■ **Exercise**
Transcribe every line of the listing below without any deviation.

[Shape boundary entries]
————————

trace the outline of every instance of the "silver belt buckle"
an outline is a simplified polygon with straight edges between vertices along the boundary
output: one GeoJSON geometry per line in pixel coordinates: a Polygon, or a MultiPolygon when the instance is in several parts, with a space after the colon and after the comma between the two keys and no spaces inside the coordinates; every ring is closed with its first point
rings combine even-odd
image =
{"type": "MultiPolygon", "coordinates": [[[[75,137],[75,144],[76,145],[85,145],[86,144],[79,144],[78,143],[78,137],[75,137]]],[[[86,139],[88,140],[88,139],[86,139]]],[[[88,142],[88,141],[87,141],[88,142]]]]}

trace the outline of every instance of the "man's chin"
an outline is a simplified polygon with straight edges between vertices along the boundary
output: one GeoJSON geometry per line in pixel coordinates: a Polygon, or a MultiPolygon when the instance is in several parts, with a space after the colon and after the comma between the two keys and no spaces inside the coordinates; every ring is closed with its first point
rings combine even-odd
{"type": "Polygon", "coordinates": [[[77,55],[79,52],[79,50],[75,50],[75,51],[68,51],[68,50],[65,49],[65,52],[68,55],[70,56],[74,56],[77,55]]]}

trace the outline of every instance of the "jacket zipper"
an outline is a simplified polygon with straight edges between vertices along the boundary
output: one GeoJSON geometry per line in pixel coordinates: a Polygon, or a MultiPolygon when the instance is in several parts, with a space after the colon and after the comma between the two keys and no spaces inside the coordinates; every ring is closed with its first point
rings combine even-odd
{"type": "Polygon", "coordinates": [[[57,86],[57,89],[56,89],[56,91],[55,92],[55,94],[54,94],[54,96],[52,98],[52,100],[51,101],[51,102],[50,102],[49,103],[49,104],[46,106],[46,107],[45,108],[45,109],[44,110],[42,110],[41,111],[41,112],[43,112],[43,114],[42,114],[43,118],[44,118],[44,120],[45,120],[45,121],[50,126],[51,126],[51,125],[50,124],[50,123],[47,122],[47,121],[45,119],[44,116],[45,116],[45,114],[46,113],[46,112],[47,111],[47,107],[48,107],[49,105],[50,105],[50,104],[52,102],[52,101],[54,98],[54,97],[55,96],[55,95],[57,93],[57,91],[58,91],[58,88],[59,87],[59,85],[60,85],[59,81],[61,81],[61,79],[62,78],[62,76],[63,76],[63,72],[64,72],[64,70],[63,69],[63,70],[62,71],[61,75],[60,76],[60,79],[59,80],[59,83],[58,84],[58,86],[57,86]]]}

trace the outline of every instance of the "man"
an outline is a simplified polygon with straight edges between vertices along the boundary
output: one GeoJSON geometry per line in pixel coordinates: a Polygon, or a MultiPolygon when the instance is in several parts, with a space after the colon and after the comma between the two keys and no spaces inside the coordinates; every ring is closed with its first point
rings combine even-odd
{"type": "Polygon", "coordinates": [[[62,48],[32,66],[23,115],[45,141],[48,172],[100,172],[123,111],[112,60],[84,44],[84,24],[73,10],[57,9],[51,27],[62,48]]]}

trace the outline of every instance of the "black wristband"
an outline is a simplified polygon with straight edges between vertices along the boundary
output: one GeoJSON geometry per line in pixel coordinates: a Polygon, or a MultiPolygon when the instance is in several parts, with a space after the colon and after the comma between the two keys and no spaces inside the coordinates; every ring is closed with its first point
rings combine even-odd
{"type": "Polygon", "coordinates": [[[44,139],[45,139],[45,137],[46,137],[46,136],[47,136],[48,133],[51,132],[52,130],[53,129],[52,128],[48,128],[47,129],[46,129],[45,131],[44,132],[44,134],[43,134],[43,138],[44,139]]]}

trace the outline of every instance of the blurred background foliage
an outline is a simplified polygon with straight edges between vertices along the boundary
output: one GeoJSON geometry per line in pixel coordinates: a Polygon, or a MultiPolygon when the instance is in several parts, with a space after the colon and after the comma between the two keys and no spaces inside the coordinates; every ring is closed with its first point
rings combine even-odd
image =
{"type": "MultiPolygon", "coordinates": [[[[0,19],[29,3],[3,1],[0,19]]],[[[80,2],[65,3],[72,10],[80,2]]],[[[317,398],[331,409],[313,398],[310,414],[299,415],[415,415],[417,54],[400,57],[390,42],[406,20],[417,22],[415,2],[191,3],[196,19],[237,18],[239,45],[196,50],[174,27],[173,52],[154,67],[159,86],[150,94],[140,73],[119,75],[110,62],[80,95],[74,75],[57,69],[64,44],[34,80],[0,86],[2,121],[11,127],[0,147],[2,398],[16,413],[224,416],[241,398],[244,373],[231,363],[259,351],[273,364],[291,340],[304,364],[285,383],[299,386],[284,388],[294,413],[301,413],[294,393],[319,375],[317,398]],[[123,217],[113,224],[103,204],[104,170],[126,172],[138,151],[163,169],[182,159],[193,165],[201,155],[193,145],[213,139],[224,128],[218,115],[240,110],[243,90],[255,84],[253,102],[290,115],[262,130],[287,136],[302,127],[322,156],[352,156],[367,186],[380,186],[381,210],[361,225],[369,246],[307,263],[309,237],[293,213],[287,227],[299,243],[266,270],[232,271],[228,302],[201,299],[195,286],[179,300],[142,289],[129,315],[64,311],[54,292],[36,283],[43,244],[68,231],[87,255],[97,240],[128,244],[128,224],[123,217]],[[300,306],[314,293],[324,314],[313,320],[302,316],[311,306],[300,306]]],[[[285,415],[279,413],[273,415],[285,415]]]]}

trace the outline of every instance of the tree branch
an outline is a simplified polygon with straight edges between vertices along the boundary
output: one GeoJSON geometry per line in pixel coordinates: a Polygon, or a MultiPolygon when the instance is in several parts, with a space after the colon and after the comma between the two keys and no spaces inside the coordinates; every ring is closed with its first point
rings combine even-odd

————————

■ **Final answer**
trace the outline of every instance of the "silver belt buckle"
an outline is a simplified polygon with straight edges between vertices along the boundary
output: one GeoJSON geometry per line in pixel coordinates: a Polygon, or a MultiPolygon when the instance is in several parts, with a space after the colon and after the comma between the two keys and no spaces inside the coordinates; every ring is closed with its first point
rings combine even-odd
image =
{"type": "MultiPolygon", "coordinates": [[[[75,137],[75,144],[76,145],[85,145],[86,144],[79,144],[78,143],[78,137],[75,137]]],[[[86,139],[88,140],[88,139],[86,139]]],[[[88,142],[88,141],[87,141],[88,142]]]]}

trace the outline of every instance of the "man's chin"
an outline is a simplified polygon with straight edges between vertices along the boundary
output: one GeoJSON geometry per line in pixel coordinates: a Polygon, or a MultiPolygon when the instance is in several parts, with a space after the colon and after the comma between the two keys and no spaces inside the coordinates; every ring is closed with its first point
rings combine even-odd
{"type": "Polygon", "coordinates": [[[77,55],[79,52],[79,50],[75,50],[75,51],[68,51],[68,50],[65,49],[65,52],[68,55],[70,56],[74,56],[77,55]]]}

trace the outline of every instance of the "jacket zipper"
an outline is a simplified polygon with straight edges between vertices along the boundary
output: one GeoJSON geometry per line in pixel coordinates: a Polygon, or a MultiPolygon when the instance is in several parts, with a space after the colon and after the comma between the two keys and no spaces inside the coordinates; every ring is closed with its first point
rings combine even-odd
{"type": "Polygon", "coordinates": [[[57,86],[57,89],[56,89],[56,91],[55,92],[55,94],[54,94],[54,96],[52,98],[52,100],[51,101],[51,102],[50,102],[49,103],[49,104],[46,106],[46,107],[45,108],[45,109],[44,110],[42,110],[41,111],[41,112],[43,112],[43,114],[42,114],[43,118],[44,118],[44,120],[45,120],[45,121],[50,126],[51,126],[51,125],[50,124],[50,123],[47,122],[47,121],[45,119],[44,116],[45,116],[45,114],[46,113],[46,112],[47,111],[47,107],[48,107],[49,105],[50,105],[50,104],[52,102],[52,101],[54,98],[54,97],[55,96],[55,95],[57,93],[57,91],[58,91],[58,88],[59,87],[59,85],[60,85],[59,81],[61,81],[61,79],[62,78],[62,76],[63,76],[63,72],[64,72],[64,70],[63,69],[63,70],[62,71],[61,75],[60,76],[60,79],[59,80],[59,83],[58,84],[58,86],[57,86]]]}

trace the outline of every instance of the "man"
an outline is a simplified polygon with straight edges between vertices along the boundary
output: one GeoJSON geometry per line in pixel coordinates: a Polygon, or a MultiPolygon when the instance is in several parts, with a space after the colon and after the comma between the two keys and no spaces inside the coordinates; every ring is closed with its first point
rings combine even-odd
{"type": "Polygon", "coordinates": [[[62,48],[32,66],[23,115],[45,141],[48,172],[100,172],[123,111],[112,60],[84,44],[84,24],[73,10],[57,9],[51,27],[62,48]]]}

trace the outline of every instance of the "black wristband"
an outline is a simplified polygon with straight edges between vertices along the boundary
output: one GeoJSON geometry per line in pixel coordinates: a Polygon, or a MultiPolygon when the instance is in several parts, with a space after the colon and after the comma between the two keys and no spaces inside the coordinates; every ring is closed with its first point
rings combine even-odd
{"type": "Polygon", "coordinates": [[[44,139],[45,139],[45,137],[46,137],[46,136],[47,136],[48,133],[51,132],[52,130],[53,129],[52,128],[48,128],[47,129],[46,129],[45,131],[44,132],[44,134],[43,134],[43,138],[44,139]]]}

trace the outline of every instance of the blurred background foliage
an outline is a simplified polygon with straight edges between vertices along the boundary
output: one GeoJSON geometry per line in pixel coordinates: a Polygon, or a MultiPolygon when the instance is in several parts, with a space after the colon and after the comma between the two keys and no spaces inside the coordinates; every ring is closed with its first point
rings combine even-odd
image =
{"type": "MultiPolygon", "coordinates": [[[[0,19],[29,3],[3,1],[0,19]]],[[[80,2],[65,3],[72,10],[80,2]]],[[[317,398],[331,409],[313,398],[310,414],[299,415],[415,415],[417,54],[400,57],[390,42],[406,20],[417,22],[415,2],[191,3],[196,19],[237,18],[239,45],[196,50],[174,27],[173,52],[154,67],[159,86],[150,94],[140,73],[119,75],[110,62],[80,95],[74,75],[57,69],[64,44],[34,80],[0,86],[2,121],[11,127],[0,147],[2,398],[16,413],[224,416],[241,398],[244,373],[231,363],[259,351],[273,364],[291,340],[304,364],[285,383],[299,386],[284,388],[294,413],[301,413],[294,393],[319,375],[317,398]],[[123,217],[113,224],[103,204],[104,170],[126,172],[138,151],[163,169],[182,159],[193,165],[201,155],[193,145],[213,139],[224,128],[218,115],[240,110],[243,90],[255,84],[253,102],[290,115],[262,130],[287,136],[302,127],[322,156],[352,156],[367,186],[380,186],[381,210],[361,225],[369,246],[307,263],[309,237],[293,213],[287,227],[299,243],[266,270],[232,271],[228,302],[201,299],[195,286],[179,300],[142,289],[129,315],[64,311],[54,292],[36,283],[43,244],[68,231],[87,255],[97,240],[128,244],[128,224],[123,217]],[[300,306],[314,293],[324,314],[313,320],[302,316],[311,306],[300,306]]],[[[285,415],[279,413],[273,415],[285,415]]]]}

trace the outline of every instance of the tree branch
an outline is a simplified polygon with straight edges between vertices along the boundary
output: one GeoJSON geometry per line in pixel coordinates: a Polygon, or a MultiPolygon when the instance is in several parts, with a space after the colon and after the comma between the two keys and no spaces inside the coordinates; every ring is closed with its first point
rings combine even-odd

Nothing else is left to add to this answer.